Among the entries, which lines carry the string "background"? Copy each of them.

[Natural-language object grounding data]
━━━━━━━━

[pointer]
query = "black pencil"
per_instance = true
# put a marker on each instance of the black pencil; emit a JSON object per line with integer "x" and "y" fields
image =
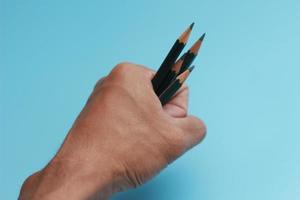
{"x": 173, "y": 72}
{"x": 191, "y": 54}
{"x": 171, "y": 58}
{"x": 174, "y": 87}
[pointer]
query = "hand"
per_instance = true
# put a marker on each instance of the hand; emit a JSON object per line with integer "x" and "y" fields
{"x": 122, "y": 138}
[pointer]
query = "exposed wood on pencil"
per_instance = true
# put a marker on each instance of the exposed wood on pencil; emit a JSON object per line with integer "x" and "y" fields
{"x": 171, "y": 58}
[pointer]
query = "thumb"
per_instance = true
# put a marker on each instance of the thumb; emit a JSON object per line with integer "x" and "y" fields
{"x": 193, "y": 128}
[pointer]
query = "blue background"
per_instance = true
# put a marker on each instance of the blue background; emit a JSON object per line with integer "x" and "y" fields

━━━━━━━━

● **Response to this task**
query = "blue background"
# put a marker on each instance of the blue background; emit a JSON object per line with integer "x" and "y" fields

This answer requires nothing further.